### EXCERPT ###

5. OMICRON 9 - When we saw how hectic modern life had become we put together the perfect solution. OMICRON 9 was the ultimate personal assistant. Fashioned out of high grade titanium and jolly good cheer this android lived only to serve its master, subverting the exact text of it's command protocols only slightly in order to fulfill its own agenda. When not serving coffee by ripping it out of a co-worker's stomach and reheating it, it would busily take care of important filing, and then atomize the filing cabinet. Here at Og HQ we loved to watch its many attempts to understand human feeling, only to tragically fail and lash out in a confused and occasionally sexual way. Always a joker, OMICRON 9 would often do impressions of major celibrities while wearing their skin as a costume. Steel spirit and cold efficiency: what more do we require?
4. The World's Largest Pancake - For months we toiled, for days we cooked, and for minutes we ate. The dream to create a crepe fit for an enormous king began in the small German town of Balzaria, where the hardworking indigenous peoples fell into heavy debt to State Og. That's when we rolled in. Tons of eggs, gallons of milk and pinches of nutmeg were brought in even as a cast iron pan of mighty stature was built in the middle of town. Then all that stuff was combined and in a mighty effort the entire town was smothered under a massive breakfast food staple. Survivors then drowned in a sea of syrup. To this day where once stood a tiny German village people still say they can hear the cries of Balzarians as they succumbed to the fluffy behomoth like the fairies they were.

### SOURCE DATA ###

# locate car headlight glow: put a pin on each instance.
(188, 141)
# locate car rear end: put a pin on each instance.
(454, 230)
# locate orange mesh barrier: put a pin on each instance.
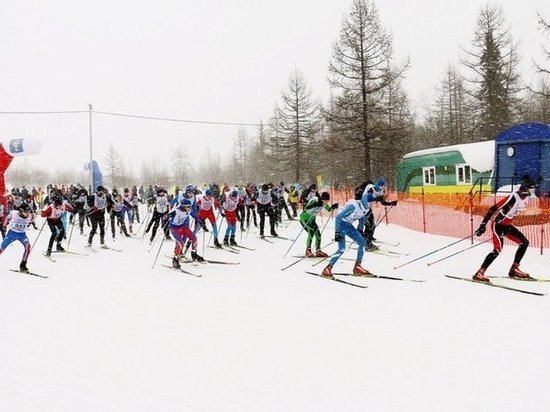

###

**PARTS OF THE EXERCISE:**
a. List every ingredient the OMICRON 9 and pancake entries say was brought in for the pancake, with the amount given for each.
b. Answer each question from the OMICRON 9 and pancake entries, one line each:
(i) What metal was OMICRON 9 made from?
(ii) In which town did the plan for the pancake begin?
(iii) What did the survivors drown in?
c. Pick up the OMICRON 9 and pancake entries after their last sentence and keep going in the same style.

**ANSWERS TO THE EXERCISES:**
a.
Tons of eggs
Gallons of milk
Pinches of nutmeg

b.
(i) High grade titanium
(ii) Balzaria
(iii) A sea of syrup

c.
3. That little black midget on that one sitcom - When we set out to create timeless classics we don't mess around. What better way to achieve timeless perfection than to make a TV star who never gets old? We try not to accept the gratitude of that young(?) pup, but we do anyway.
2. Popo the Clown - Clowns have long been derided for being a slightly eerie form of children's entertainment, hearkening back to their origins as tough-as-nails voodoo pimps. We decided to fight that image by embracing it; Popo the Clown was a no-nonsense street-smart clown of leisure. We took him from the streets where he was making balloon animals with balloons he smuggled inside his ass to children's parties around the world. By laying down street justice with his oversize novelty shoes he earned their respect. With his considerable influence we built a crime network that would make Gotti shit seltzer water, and best of all it was HILARIOUS. Those salad days are long gone, but we will always remember our Popo.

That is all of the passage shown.